Saved data entries
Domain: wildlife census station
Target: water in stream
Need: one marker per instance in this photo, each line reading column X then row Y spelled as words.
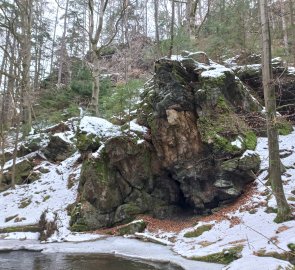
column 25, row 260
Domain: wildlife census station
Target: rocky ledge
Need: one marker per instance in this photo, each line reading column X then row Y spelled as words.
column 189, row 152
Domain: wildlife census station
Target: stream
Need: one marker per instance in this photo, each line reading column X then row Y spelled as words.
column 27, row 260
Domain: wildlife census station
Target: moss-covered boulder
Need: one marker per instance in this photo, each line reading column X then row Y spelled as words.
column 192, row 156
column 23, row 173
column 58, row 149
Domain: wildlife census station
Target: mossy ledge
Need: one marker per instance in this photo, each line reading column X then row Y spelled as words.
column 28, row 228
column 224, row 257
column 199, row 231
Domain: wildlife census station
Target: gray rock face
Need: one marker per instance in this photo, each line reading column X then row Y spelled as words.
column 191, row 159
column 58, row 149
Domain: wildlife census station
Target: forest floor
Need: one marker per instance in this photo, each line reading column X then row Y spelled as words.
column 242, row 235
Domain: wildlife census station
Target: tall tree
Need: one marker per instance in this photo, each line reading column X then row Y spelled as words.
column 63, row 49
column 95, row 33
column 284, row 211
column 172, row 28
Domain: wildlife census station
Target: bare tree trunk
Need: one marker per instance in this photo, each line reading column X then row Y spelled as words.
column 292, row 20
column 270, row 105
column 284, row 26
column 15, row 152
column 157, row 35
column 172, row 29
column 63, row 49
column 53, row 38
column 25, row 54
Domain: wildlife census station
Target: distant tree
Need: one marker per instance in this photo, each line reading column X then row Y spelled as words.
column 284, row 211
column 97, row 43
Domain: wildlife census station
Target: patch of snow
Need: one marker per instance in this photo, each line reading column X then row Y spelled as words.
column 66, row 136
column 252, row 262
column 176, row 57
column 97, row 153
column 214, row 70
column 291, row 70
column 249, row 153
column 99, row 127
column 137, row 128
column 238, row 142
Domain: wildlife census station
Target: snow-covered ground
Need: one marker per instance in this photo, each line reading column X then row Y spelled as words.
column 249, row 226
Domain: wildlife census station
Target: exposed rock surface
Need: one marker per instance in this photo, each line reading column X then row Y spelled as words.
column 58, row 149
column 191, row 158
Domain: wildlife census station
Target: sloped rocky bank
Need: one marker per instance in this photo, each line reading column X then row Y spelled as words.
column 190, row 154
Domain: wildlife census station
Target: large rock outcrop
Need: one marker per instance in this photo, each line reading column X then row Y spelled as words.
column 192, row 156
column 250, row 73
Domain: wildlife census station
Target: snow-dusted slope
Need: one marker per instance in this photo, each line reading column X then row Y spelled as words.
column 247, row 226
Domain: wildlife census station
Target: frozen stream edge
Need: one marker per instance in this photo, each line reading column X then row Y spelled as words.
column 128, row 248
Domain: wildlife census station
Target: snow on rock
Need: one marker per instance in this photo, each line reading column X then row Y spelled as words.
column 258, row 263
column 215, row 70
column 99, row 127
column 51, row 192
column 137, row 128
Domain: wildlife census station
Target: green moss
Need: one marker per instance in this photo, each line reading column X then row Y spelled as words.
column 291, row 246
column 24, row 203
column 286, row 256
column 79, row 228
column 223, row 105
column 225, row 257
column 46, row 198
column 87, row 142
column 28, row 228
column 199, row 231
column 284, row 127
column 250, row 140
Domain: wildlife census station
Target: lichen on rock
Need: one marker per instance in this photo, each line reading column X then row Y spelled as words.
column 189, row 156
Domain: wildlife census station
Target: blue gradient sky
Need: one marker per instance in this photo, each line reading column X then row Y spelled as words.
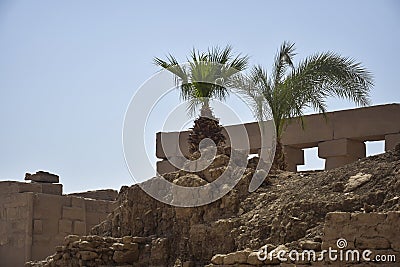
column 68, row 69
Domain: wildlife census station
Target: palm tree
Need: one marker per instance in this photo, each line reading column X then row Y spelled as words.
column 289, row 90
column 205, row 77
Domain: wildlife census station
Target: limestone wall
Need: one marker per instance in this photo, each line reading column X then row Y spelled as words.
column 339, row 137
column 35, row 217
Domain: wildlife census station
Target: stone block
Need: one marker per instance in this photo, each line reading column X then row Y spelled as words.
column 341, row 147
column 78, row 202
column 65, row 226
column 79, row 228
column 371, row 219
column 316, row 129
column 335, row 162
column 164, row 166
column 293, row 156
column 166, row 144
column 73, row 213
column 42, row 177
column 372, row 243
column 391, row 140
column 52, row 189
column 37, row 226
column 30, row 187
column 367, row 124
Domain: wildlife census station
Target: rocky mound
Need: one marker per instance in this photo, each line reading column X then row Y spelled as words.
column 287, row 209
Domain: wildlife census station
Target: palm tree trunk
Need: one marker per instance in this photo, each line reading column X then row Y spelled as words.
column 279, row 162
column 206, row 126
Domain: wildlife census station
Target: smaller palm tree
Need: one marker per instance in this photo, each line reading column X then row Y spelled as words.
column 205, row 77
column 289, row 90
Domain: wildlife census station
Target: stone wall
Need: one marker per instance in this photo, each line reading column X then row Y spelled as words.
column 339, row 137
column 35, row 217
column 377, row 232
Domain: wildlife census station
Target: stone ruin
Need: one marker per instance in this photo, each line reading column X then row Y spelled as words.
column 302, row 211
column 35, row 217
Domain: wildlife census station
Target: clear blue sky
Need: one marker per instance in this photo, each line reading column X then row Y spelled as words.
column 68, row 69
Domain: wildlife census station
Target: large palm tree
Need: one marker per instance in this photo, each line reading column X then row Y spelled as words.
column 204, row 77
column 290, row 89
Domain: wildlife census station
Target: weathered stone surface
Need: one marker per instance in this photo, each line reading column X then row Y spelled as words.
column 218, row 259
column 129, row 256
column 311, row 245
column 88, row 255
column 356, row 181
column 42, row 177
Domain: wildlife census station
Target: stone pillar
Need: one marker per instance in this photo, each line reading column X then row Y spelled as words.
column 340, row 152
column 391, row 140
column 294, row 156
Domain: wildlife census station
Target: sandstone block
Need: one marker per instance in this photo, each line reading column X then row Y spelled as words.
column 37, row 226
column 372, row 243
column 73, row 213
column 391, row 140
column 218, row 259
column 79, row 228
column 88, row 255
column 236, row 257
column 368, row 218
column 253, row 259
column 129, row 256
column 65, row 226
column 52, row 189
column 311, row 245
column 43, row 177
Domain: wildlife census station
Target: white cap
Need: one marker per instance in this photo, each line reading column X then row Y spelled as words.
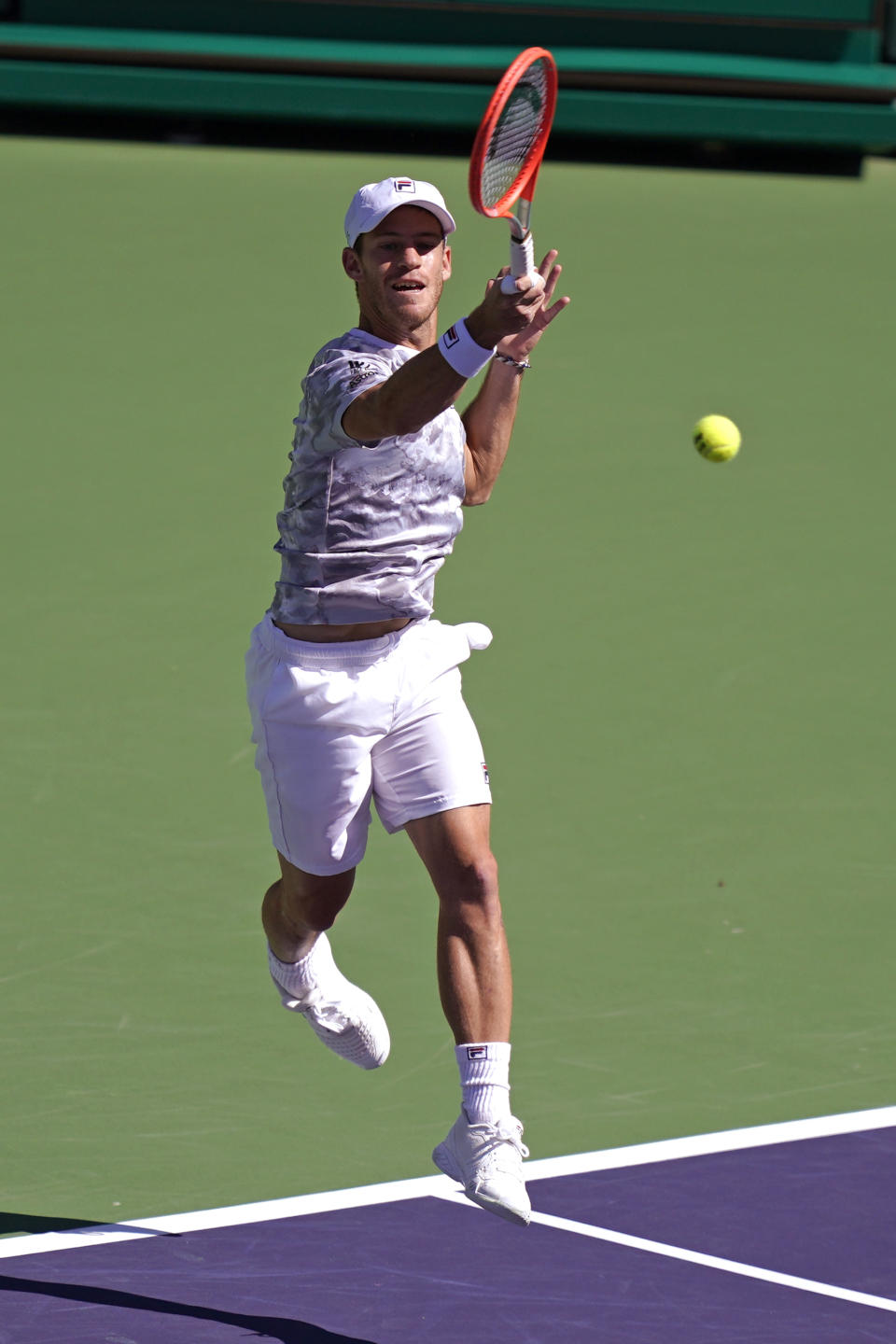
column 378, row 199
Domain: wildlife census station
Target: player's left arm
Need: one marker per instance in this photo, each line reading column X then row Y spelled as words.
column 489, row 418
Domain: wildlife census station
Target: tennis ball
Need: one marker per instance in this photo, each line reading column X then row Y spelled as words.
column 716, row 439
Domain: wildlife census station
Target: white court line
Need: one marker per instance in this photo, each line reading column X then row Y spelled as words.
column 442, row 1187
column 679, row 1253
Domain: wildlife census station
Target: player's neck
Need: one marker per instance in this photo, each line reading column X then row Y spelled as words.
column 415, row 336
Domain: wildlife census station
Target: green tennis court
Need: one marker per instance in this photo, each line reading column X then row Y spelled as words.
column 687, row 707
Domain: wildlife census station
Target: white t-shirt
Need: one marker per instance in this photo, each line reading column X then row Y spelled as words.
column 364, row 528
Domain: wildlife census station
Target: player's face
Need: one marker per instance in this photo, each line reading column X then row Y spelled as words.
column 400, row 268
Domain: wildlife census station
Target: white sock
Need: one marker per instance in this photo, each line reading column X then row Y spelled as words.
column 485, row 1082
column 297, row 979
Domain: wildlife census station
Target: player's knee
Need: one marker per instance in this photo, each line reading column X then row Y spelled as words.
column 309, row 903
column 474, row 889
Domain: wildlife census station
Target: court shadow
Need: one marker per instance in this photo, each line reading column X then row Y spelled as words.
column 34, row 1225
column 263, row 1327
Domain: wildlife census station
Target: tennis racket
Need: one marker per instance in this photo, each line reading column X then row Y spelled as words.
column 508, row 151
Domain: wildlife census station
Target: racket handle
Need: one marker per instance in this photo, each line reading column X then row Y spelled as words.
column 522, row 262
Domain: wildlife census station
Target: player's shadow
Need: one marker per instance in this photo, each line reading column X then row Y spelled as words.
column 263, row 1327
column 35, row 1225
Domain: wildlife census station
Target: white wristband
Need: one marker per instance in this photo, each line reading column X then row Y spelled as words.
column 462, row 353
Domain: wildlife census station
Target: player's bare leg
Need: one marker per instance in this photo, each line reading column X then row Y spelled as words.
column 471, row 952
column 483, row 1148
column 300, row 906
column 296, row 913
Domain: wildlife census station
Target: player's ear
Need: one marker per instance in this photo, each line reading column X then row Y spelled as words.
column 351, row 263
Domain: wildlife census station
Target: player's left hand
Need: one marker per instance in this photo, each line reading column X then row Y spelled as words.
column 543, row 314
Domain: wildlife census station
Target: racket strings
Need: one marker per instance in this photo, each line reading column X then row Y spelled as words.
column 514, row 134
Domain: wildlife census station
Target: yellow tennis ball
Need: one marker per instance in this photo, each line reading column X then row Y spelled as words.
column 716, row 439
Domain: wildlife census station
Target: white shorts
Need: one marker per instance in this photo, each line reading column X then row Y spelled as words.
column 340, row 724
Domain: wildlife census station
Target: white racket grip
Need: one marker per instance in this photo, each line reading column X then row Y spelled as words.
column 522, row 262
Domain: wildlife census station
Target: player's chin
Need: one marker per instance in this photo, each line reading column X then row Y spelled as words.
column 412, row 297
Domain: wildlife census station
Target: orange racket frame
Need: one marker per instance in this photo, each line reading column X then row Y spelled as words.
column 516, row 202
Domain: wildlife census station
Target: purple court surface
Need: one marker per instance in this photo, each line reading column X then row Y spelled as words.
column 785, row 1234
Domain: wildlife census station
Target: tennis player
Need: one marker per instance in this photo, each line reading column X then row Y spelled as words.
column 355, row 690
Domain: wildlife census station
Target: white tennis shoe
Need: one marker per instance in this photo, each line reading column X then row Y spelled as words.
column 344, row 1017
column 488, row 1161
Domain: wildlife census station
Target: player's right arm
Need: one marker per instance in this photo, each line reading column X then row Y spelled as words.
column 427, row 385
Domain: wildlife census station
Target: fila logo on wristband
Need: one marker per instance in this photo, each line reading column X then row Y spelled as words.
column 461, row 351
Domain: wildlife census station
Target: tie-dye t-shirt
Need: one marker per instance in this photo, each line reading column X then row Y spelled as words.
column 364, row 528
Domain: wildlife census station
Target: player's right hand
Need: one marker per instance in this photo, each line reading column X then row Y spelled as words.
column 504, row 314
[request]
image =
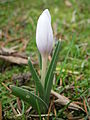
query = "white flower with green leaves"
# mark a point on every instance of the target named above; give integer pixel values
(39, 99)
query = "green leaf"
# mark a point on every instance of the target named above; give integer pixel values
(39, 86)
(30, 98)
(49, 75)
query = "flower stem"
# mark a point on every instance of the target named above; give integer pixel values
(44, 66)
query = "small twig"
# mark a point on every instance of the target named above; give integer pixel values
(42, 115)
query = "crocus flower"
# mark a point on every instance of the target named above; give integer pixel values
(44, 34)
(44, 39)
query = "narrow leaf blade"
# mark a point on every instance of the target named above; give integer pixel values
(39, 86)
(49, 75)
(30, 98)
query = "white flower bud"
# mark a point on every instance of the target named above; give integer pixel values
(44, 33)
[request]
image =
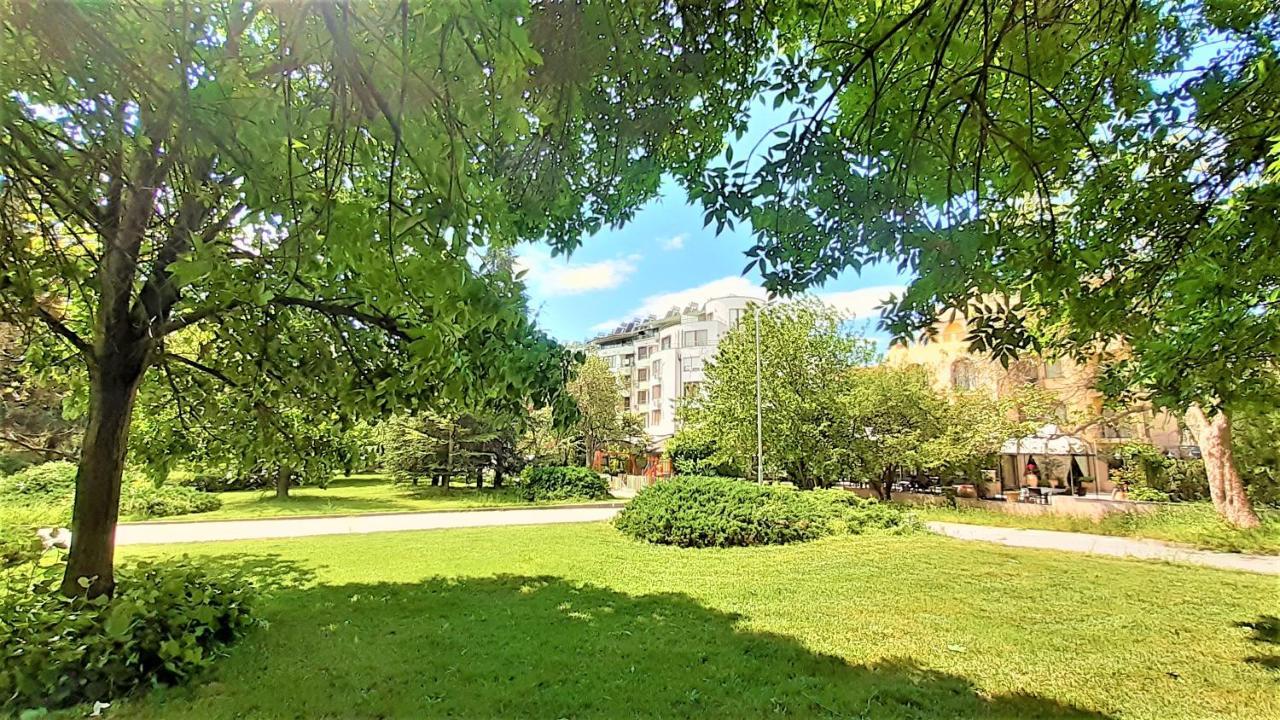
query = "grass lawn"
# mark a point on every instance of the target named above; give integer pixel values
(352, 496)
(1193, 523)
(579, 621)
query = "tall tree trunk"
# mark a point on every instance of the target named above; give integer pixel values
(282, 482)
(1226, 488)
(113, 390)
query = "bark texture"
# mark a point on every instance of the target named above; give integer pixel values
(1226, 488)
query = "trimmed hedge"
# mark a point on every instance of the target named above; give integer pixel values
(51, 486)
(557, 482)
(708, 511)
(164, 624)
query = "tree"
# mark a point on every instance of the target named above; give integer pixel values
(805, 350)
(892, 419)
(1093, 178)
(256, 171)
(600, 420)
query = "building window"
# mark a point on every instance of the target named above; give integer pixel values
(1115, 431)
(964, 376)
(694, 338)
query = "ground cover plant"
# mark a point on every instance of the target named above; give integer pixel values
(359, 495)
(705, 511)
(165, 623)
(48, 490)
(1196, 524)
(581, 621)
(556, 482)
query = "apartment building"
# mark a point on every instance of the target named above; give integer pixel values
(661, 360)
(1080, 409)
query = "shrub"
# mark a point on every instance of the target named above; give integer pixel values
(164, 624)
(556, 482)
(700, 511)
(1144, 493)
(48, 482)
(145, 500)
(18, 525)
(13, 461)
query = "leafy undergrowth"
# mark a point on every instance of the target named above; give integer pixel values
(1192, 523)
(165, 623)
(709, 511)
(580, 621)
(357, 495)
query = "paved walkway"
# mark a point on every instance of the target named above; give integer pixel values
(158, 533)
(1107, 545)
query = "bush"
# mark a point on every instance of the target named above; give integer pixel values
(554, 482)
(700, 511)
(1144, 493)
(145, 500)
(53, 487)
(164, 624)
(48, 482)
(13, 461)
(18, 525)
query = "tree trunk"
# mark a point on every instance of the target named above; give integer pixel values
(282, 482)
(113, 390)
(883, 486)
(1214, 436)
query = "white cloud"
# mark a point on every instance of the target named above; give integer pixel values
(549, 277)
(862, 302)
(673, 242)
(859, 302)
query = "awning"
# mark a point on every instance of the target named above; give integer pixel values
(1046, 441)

Exercise brief.
Filter the entries down to the lines that hold "ground". Copy those lines.

Answer to this exercise.
Target: snow-covered ground
query = "ground cover plant"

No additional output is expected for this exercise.